In the first acts of the new government (a move that was seen as a means to gain legitimacy), Peña Nieto decided to suspend the controversy imposed by former president Felipe Calderón against the General Law on Victims—this being a motion that could have prevented its being signed into law. Consequently, the General Law entered legislation in February.
In more general terms, a large part of the beginning of this new six-year term has centered around a broad structural reform of the public administration: in January, the Secretary for Public Security was abolished, having been integrated into the Secretary of Governance. This centralization could imply an advantage in the sense of national security from the perspective of the State apparatus, but it could also mean a major risk in terms of human rights. Amnesty International recalls that “during the six-year term of former president Felipe Calderón, the SSP took on a protagonistic role in the strategy against organized crime, one that has left more than 60,000 dead and thousands others disappeared. The use of torture and abuse as well as arbitrary arrests were routine on the part of the security forces during that period.” Peña Nieto has proposed the creation of a “national gendarmerie,” a sort of militarized police, which would not signify substantial change, given that the war against organized crime undertaken in the previous administration has blurred the line separating the constitutional distinction between police and the military. There has also been seen an attempt to create a National Center for Intelligence (CNI), a sort of Mexican CIA that would centralize the information collected by all security and justice institutions. Meanwhile, the number of casualties linked to narco-violence and the war against it continue without respite. According to the Secretary of Governance, 2,243 murders were reported during the first two months of the new administration.
Inauguration of Manuel Velasco Coello as governor
On 8 December, Manuel Velasco Coello became governor of Chiapas. He won the elections last July with a large margin, representing the coalition of the Green Ecological Party (PVEM), PRI, and New Alliance (PANAL). He announced that he would present a state plan of austerity, reducing salaries and spending by the government.
Upon taking power, he also announced that he would establish a government of citizen coalition, one that would be plural and inclusive, although to date he has made few nominations and continues actually to operate largely with the cabinet of the former governor. In mid-December, regardless, human-rights organizations released a communiqué regarding the naming of Jorge Luis Llaven Abarca as Secretary of Public Security in Chiapas, indicating him to be a “perpetrator of acts of arbitrary detentions, disproportionate and undue use of public force, criminal preventive detentions (“arraigo”), death threats, torture, and other human-rights violations.”
Lights shined onto the shadows of the Sabines government
Speaking to the state Congress shortly before the end of Juan Sabines Guerrero’s term as state governor, Noé Castañón, his secretary of governance, noted that “Among the legacies of greatest significance and transcendence that remain for Chiapas and its citizens, for the government that is ending and the one to follow it is respectively to leave a state of peace, with security and harmony, and to receive such.” It is likely that few people in Chiapas will share this perception, some months after the transition has progressed, given the debts and state of disarray in which the public administration was left. In several cities there have been multitudes of people marching to demand justice and a balancing of accounts, as well as protesting against the charges for vehicular driving licenses that have been implemented to diminish the state’s financial crisis. According to official accounts, the state’s debt is greater than 20 billion pesos, but several journalistic sources affirm that it could reach 40 billion. Some of the sources add that these resources were earmarked for the operation of non-existent firms. In parallel terms, 70 of 122 municipalities of Chiapas have declared themselves bankrupt, and numerous former mayors find themselves imprisoned or under investigation. Regarding the ex-governor, the local Congress in May 2011 conveniently carried out reforms that impede that Sabines Guerrero be held accountable in any administrative or penal investigation regarding his time in office.
=-=-=-=-=
■ **Set task**:
Copy the passage on Mexico and Chiapas word for word, starting at "In the first" and ending at "legislation in February.".

■ **Excerpted data**:
=-=-=-=-=
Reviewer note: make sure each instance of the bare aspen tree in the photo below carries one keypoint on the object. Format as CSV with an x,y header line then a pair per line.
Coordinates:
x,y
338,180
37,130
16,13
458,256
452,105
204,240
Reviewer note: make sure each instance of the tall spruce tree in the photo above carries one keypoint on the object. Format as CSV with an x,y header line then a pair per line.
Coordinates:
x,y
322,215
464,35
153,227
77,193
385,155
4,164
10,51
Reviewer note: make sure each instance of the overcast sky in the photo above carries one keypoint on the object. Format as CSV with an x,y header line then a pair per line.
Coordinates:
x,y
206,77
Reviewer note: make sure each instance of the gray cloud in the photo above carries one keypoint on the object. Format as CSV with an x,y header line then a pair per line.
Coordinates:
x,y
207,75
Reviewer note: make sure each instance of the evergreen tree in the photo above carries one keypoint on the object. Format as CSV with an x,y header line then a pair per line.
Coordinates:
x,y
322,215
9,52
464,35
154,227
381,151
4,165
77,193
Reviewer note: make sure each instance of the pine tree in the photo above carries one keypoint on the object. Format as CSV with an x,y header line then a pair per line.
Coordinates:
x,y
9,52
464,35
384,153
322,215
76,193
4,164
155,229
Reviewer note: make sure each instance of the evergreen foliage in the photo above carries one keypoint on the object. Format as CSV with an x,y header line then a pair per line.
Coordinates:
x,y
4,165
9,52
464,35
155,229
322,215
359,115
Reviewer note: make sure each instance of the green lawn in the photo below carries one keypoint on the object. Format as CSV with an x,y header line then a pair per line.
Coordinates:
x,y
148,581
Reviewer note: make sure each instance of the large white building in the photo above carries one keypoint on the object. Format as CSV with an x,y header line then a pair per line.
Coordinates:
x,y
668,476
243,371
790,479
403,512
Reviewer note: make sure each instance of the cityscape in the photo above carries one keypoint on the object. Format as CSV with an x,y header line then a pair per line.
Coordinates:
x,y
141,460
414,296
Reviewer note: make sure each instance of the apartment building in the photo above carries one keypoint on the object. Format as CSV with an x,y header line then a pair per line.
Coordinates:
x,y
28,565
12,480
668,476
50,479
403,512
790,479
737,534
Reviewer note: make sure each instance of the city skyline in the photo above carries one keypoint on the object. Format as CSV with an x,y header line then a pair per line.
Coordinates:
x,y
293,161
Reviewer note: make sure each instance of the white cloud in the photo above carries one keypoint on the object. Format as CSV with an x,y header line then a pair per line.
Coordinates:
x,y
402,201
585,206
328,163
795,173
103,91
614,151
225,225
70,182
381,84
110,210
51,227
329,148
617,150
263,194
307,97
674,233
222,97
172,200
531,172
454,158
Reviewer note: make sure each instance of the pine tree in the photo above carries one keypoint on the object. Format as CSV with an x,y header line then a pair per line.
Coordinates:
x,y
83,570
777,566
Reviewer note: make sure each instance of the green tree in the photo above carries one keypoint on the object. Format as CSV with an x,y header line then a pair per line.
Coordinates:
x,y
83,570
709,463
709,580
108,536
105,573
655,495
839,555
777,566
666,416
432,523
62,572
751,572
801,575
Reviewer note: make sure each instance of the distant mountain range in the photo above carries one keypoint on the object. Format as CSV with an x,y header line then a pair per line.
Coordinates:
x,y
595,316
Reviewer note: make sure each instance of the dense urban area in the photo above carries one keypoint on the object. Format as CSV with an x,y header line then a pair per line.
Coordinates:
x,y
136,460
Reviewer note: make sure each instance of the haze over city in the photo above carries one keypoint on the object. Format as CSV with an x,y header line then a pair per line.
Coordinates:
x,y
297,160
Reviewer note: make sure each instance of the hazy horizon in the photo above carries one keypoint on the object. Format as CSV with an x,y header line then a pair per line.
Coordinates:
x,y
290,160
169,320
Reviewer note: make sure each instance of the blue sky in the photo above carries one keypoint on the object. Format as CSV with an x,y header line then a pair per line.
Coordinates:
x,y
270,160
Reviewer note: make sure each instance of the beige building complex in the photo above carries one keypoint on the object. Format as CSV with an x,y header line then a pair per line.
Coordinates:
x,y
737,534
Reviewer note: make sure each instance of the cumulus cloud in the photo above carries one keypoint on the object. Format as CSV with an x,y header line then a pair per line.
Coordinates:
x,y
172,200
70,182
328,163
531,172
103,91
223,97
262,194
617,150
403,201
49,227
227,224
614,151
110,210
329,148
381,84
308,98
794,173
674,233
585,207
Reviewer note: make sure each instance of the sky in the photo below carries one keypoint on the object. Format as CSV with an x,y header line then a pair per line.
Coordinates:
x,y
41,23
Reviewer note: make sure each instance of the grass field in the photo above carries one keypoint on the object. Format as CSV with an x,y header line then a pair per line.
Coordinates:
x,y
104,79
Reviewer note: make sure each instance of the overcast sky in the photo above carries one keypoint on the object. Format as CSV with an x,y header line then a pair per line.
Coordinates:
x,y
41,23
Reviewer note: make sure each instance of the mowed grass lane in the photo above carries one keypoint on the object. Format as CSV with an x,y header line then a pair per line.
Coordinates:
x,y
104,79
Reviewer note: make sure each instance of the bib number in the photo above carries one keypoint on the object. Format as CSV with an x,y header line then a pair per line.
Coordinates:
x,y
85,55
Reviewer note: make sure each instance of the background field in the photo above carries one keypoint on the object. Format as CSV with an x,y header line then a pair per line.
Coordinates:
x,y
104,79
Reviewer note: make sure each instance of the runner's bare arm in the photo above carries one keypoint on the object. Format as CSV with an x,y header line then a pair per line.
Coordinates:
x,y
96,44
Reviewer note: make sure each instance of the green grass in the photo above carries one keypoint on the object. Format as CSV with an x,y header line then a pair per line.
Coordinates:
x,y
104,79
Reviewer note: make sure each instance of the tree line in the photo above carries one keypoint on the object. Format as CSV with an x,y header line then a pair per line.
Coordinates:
=-=-=-=-=
■ **Completed task**:
In the first acts of the new government (a move that was seen as a means to gain legitimacy), Peña Nieto decided to suspend the controversy imposed by former president Felipe Calderón against the General Law on Victims—this being a motion that could have prevented its being signed into law. Consequently, the General Law entered legislation in February.